(GIVEN PASSAGE Opens)
A new report has recommended a number of measures for the Government to consider to help close the employment gap for disabled people.

The Disability Commission, an independent body backed by the Centre for Social Justice, is calling on the Prime Minister to make workforce reporting mandatory, as it warned the disability employment gap has widened as a result of the pandemic.

It said employers with more than 250 employees should be required to report the proportion of their workforce that is disabled and the pay gaps that exist between disabled and non-disabled employees.

The commission said latest figures from the Office for National Statistics (ONS) show 52% of disabled people are in employment compared with 81% of non-disabled people.

In a new report published on Tuesday, other recommendations made by the commission include increasing supported routes into employment, including work experience for disabled pupils, and reforming Government schemes such as Disability Confident and Access to Work.
(GIVEN PASSAGE Closes)
(SUPPLIED MATERIAL Opens)
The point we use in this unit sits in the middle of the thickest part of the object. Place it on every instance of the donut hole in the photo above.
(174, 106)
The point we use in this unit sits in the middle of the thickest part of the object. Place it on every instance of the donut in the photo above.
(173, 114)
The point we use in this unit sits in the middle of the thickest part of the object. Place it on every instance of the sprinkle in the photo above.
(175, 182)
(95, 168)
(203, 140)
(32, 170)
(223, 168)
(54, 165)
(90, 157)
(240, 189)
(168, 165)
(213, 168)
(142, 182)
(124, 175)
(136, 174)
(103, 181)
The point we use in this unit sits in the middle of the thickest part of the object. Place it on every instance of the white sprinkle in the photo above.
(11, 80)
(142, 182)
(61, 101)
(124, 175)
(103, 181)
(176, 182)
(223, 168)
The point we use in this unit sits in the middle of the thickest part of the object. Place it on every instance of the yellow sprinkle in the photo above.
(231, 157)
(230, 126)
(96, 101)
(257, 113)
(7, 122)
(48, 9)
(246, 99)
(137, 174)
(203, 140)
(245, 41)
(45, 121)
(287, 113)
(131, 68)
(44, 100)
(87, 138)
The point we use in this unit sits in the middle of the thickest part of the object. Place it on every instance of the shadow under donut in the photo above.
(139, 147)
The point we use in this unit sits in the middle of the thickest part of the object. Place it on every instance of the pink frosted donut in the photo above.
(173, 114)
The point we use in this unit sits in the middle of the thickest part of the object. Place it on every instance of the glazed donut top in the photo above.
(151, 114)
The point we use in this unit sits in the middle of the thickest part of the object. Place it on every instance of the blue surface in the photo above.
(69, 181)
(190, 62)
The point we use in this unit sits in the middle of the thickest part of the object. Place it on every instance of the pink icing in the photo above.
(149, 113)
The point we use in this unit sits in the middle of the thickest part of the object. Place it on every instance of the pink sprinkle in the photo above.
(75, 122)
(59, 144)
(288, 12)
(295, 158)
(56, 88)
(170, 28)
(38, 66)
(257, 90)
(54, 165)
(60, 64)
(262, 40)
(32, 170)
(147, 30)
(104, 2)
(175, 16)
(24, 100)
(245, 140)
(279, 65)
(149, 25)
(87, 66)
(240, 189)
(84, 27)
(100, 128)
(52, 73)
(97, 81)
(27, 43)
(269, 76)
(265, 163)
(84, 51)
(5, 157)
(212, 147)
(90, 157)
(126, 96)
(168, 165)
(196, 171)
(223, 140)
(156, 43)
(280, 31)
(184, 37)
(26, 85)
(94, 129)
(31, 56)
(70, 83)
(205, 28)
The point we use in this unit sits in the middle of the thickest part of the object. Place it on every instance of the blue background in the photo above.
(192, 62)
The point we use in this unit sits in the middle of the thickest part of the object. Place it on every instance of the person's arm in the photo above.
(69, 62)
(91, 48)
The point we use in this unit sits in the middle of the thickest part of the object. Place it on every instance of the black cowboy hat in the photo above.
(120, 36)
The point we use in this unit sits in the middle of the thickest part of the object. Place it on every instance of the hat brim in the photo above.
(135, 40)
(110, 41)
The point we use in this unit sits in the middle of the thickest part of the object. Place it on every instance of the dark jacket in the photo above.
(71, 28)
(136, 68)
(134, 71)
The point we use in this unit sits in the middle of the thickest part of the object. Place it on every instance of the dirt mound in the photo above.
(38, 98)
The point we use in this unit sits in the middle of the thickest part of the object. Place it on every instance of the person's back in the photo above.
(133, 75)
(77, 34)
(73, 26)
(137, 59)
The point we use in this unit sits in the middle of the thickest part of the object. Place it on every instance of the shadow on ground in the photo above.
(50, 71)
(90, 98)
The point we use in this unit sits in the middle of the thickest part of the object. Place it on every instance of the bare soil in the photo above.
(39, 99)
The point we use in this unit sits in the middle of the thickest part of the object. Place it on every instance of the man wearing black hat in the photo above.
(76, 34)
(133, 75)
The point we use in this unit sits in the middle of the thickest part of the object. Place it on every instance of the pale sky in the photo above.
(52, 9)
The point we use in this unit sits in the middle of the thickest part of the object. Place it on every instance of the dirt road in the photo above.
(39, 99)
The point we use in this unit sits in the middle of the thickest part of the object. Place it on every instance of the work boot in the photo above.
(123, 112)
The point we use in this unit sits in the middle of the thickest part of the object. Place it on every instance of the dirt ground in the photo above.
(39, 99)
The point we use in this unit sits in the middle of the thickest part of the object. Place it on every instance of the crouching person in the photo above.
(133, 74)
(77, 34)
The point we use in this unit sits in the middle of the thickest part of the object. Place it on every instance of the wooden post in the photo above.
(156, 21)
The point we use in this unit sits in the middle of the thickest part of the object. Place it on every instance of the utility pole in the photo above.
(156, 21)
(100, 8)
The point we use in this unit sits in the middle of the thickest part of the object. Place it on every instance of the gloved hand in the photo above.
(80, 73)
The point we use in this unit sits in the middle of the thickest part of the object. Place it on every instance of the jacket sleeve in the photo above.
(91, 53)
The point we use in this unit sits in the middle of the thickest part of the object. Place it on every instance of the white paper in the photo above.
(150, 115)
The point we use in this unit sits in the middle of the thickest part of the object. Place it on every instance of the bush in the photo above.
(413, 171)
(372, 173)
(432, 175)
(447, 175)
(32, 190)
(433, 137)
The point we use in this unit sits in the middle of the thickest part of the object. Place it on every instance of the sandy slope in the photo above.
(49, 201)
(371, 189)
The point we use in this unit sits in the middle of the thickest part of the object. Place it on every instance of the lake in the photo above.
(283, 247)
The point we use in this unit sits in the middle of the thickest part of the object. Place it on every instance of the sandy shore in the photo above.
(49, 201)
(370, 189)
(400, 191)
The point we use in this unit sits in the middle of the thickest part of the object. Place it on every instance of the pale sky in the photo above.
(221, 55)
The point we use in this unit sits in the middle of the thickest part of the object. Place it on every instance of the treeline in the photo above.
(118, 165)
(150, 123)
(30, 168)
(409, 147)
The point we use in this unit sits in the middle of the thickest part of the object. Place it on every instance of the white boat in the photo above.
(SUPPLIED MATERIAL Closes)
**WHAT IS EXPECTED:** Please list every organization and program that the passage on the disability employment gap refers to by its proper name.

**EXERCISE RESPONSE:**
- Disability Commission
- Centre for Social Justice
- Office for National Statistics (ONS)
- Disability Confident
- Access to Work